Challenge
Please carry on the thesis excerpt below about the dual-core P macroblock encoding module, starting after its final sentence.

Given passage

↓↓↓

Profile for dual-core P macroblock encoding module

Chapter 5 Experimental results

5.2 Experiment of Inter frame processing

5.2.4 Profile for dual-core P macroblock encoding module

The follow figure shows the main computation components of dual-core P macroblock processing module with the fastest mode we mentioned before.

Fig 37 Profile for dual-core P macroblock encoding module

We experimented with two different implementations of DMA control modules in this thesis. The first one transfers all memory section of the reconstructed frames from DSP to ARM. This implementation has lower complexity of DMA handler, but increases the amount of redundant transfer. The second implementation transfers memory sections of the reconstructed frames from DSP to ARM according to its encoding status. Although this approach makes the DMA handler more complex, it removes redundant data transfer.

↑↑↑

Entries shown
↓↓↓

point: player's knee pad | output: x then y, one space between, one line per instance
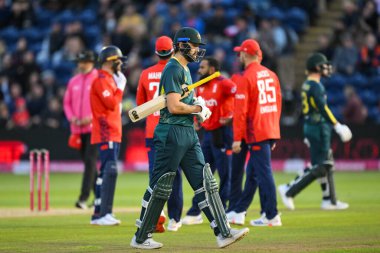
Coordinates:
213 201
159 195
110 168
319 170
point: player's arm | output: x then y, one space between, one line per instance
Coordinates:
109 98
240 114
175 106
67 103
228 88
318 101
141 96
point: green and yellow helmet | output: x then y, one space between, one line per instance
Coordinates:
185 36
318 62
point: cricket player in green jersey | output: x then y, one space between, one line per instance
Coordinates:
318 123
177 144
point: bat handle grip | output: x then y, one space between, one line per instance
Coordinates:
184 90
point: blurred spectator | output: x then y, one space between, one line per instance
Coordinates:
132 22
73 45
15 93
217 22
36 103
5 13
324 46
346 56
22 14
369 59
4 116
52 116
20 117
194 18
351 13
267 44
49 83
354 111
154 20
25 70
122 40
3 51
369 18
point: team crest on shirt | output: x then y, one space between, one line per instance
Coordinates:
106 93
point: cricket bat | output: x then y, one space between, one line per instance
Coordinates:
158 103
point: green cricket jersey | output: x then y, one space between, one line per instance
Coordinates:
314 103
173 77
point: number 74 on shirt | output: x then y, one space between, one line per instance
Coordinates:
158 103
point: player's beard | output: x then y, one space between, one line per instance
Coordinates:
204 76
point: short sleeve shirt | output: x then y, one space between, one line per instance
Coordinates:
172 79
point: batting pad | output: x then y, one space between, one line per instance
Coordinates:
214 202
160 195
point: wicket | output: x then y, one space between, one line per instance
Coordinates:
36 157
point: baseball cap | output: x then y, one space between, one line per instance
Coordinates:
164 46
249 46
86 55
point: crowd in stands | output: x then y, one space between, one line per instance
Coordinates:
40 39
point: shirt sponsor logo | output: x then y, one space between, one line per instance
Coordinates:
268 109
106 93
211 102
240 96
154 75
263 73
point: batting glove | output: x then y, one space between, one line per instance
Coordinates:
120 80
205 113
343 131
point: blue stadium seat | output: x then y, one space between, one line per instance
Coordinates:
92 34
10 35
87 17
274 13
33 35
374 83
337 111
64 72
358 80
368 97
335 97
66 17
297 19
44 18
337 81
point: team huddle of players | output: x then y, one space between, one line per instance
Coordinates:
237 116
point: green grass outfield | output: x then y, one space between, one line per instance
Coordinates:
307 229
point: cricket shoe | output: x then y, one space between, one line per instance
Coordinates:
173 225
264 222
230 215
236 235
106 220
287 201
327 205
192 220
147 244
81 205
238 218
160 227
112 218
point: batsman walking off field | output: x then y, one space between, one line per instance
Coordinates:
217 138
318 121
177 143
147 89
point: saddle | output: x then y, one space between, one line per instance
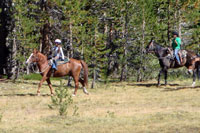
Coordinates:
50 62
182 54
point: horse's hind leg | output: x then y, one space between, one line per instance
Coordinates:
84 88
50 85
40 84
159 77
76 84
165 77
194 78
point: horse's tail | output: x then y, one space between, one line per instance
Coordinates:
85 67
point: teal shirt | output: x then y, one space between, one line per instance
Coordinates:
176 46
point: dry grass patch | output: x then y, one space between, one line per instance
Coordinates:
115 107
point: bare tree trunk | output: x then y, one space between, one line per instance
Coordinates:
45 38
71 39
95 63
140 74
179 23
94 79
13 61
168 28
124 64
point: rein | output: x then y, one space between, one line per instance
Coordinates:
41 71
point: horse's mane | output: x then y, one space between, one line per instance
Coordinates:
158 46
42 55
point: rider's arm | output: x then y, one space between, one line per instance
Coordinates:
178 41
62 54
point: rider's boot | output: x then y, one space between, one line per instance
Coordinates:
179 54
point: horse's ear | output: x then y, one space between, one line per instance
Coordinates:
35 51
152 39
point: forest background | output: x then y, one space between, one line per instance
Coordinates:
110 35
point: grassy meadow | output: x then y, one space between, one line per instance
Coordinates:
127 107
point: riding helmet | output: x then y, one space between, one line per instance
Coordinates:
175 33
58 41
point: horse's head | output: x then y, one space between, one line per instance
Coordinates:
150 47
33 57
194 63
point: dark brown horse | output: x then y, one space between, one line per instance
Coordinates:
71 68
167 62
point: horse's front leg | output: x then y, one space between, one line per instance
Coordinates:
159 77
40 84
50 86
76 81
194 78
165 77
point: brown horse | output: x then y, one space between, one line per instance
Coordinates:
167 62
71 68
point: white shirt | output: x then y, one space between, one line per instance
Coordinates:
59 53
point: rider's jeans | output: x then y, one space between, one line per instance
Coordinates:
176 55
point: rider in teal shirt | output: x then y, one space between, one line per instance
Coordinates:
176 45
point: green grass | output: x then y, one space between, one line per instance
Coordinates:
125 107
34 76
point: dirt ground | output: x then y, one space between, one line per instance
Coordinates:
127 107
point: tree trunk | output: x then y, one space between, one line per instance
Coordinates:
168 23
124 64
5 22
13 60
70 52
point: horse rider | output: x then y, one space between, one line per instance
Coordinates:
57 53
176 45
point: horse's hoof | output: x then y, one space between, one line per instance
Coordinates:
158 85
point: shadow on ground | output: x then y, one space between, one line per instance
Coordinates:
22 95
32 83
180 88
151 84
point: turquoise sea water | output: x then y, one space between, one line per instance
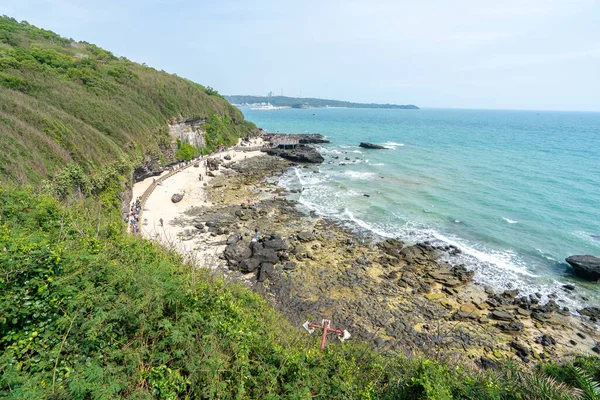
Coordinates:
517 191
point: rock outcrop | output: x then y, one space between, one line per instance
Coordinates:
587 267
302 154
366 145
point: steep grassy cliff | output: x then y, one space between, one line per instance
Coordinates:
90 312
63 102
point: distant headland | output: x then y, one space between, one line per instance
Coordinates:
306 102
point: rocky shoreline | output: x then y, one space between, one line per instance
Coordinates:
397 296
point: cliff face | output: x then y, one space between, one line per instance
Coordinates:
190 132
72 103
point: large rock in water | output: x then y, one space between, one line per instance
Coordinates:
586 266
366 145
238 251
301 153
177 197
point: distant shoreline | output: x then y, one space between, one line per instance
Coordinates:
300 102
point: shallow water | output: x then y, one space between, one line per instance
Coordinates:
517 191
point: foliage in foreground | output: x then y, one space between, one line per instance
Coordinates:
87 311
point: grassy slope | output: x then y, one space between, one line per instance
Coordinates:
71 102
87 311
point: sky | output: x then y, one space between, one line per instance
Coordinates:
510 54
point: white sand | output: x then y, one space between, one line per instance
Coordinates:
202 249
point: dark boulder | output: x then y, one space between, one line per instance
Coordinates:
486 363
502 315
546 340
177 197
266 270
275 244
366 145
266 255
512 326
592 312
301 153
587 267
233 239
289 265
238 251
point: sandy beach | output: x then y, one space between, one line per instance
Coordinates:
394 295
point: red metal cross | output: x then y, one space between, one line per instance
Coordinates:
342 334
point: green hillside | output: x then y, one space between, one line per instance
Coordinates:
88 311
63 101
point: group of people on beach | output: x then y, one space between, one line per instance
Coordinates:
134 216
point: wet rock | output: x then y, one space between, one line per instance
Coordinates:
275 244
302 154
290 265
305 236
510 294
177 197
521 349
238 251
487 363
265 255
501 315
233 239
592 312
266 270
547 308
511 327
249 265
587 267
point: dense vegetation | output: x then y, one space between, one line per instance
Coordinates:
298 102
65 102
90 312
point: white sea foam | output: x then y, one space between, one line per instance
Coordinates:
500 269
359 175
393 145
588 237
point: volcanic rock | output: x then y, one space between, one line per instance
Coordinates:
238 251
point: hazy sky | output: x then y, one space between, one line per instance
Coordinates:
522 54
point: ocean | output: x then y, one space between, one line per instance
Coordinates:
516 191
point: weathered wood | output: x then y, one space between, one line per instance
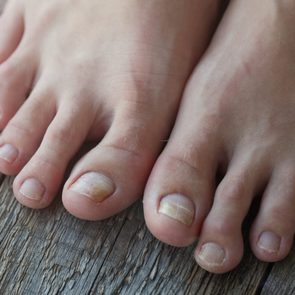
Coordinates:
51 252
281 279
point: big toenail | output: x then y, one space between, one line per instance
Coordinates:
94 185
8 153
269 242
32 189
178 207
211 254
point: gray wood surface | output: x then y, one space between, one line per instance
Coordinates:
51 252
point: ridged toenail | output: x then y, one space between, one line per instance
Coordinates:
32 189
211 254
178 207
269 242
8 153
94 185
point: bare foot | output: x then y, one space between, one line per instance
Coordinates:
238 113
92 69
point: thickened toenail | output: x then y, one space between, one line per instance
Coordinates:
269 242
94 185
178 207
211 254
8 153
32 189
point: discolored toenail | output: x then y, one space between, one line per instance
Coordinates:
95 186
8 153
32 189
211 254
178 207
269 242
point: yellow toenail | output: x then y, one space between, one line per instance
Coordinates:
211 255
269 242
178 207
95 186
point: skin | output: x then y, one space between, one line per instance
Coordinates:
121 81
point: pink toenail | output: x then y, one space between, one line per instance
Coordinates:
95 186
269 242
8 153
32 189
211 254
178 207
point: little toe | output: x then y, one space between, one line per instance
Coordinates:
24 132
272 232
40 179
11 28
112 176
220 247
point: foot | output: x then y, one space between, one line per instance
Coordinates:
237 116
111 70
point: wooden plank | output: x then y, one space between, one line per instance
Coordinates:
281 279
51 252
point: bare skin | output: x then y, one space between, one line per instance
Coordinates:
102 70
237 114
121 79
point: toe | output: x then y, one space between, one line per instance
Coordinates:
273 230
24 132
220 247
11 29
180 188
113 175
40 179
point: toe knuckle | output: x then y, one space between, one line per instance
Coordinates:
60 134
231 192
7 73
20 129
222 226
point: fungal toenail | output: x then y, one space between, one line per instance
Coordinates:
178 207
269 242
94 185
211 254
8 153
32 189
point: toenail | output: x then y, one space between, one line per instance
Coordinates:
8 153
94 185
211 254
178 207
32 189
269 242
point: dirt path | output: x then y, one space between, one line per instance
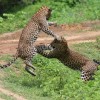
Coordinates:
9 93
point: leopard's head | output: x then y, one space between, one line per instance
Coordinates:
60 45
46 11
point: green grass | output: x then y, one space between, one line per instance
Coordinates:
5 97
54 81
62 13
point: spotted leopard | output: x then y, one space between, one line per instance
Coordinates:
26 49
59 49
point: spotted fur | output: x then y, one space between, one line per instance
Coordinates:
59 49
26 49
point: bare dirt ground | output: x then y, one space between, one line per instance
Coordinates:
9 41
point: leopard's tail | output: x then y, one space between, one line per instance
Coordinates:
9 63
98 62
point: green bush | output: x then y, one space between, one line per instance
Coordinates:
98 42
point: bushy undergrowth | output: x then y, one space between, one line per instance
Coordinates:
17 17
54 79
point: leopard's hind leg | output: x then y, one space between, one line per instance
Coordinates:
28 61
88 71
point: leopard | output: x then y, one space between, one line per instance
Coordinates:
60 50
98 62
26 49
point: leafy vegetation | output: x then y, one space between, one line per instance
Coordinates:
5 97
54 81
17 17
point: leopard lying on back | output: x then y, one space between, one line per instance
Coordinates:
59 49
26 49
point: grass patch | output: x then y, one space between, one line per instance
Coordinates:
5 97
54 81
62 13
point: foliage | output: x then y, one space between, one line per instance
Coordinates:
54 80
61 13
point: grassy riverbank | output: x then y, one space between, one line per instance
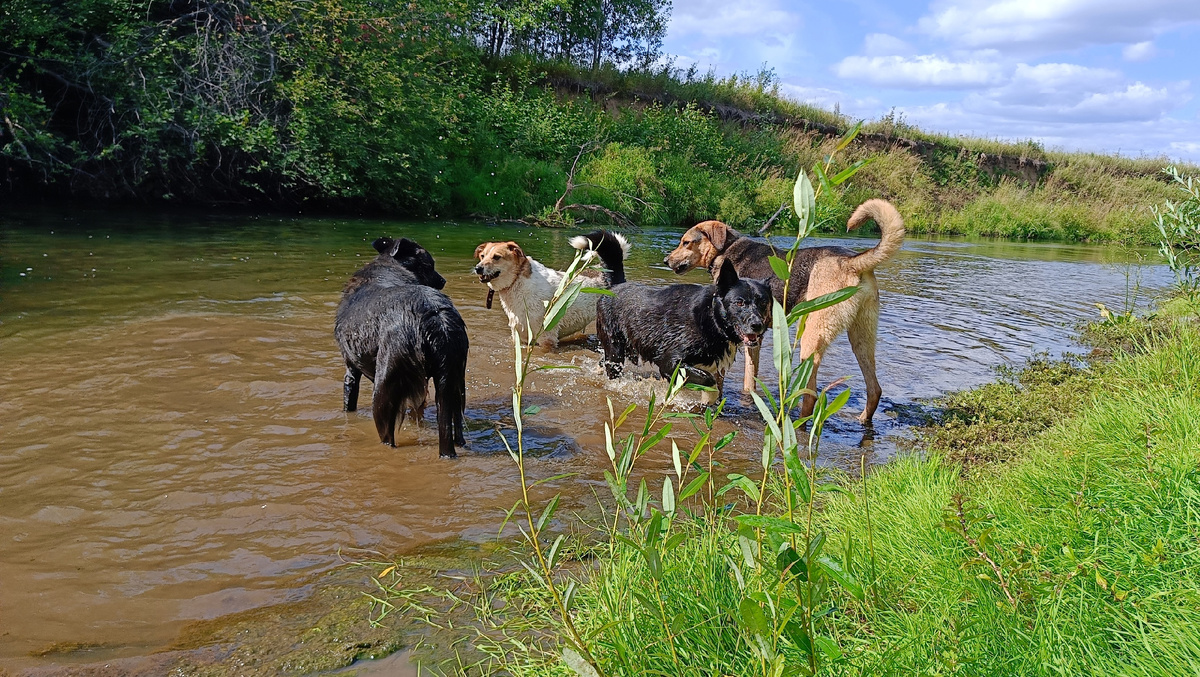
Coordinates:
451 109
1075 556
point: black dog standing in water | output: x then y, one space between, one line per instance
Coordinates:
397 329
695 325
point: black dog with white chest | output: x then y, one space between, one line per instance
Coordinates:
695 327
397 329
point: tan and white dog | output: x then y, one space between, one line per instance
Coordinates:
526 286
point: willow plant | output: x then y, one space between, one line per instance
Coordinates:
546 558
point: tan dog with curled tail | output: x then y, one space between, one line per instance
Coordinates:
815 271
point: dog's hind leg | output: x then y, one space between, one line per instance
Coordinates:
814 342
862 334
612 345
450 396
351 388
385 406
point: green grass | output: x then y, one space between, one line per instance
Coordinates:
1090 533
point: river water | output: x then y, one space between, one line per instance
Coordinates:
172 445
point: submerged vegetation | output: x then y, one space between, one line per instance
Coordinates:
480 108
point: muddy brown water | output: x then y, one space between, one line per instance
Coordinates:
172 445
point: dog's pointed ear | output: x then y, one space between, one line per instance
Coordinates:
383 245
727 277
403 247
717 233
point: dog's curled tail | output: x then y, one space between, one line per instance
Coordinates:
892 227
611 247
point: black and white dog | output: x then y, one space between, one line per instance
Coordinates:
696 327
397 329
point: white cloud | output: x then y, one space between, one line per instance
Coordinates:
717 18
1146 138
1054 83
1069 91
1134 102
883 45
927 71
1139 52
1054 25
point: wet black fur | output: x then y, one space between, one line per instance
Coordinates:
611 255
681 324
397 329
750 257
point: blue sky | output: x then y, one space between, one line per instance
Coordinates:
1105 76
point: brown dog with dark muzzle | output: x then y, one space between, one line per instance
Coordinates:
815 271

↑↑↑

Exercise response
The follow two tables show the result of transfer with redundant transfer.

Table 41 Experiment result of profile P MB encoding

Number Execution time (ms) Description 1 4261 Time in dual-core processing

2 689 Time in interrupt mode

3 357 Time in handling DMA handler

4 126 Time in handling Dual-core handler 5 727 Time in transfer data to DSP by DMA 6 1452 Time in receive data from DSP by DMA

7 523 Time in post-processing

A/D 3.11

Total time 4785

Table 42 Calculated result of profile P MB encoding

Description Execution time (ms) or Percentage

ARM core execution time 3572

DSP core execution time 1393

Dual-core execution section percentage 89%

Post processing section percentage 10%

And the follow two tables show the result of transfer without redundant transfer.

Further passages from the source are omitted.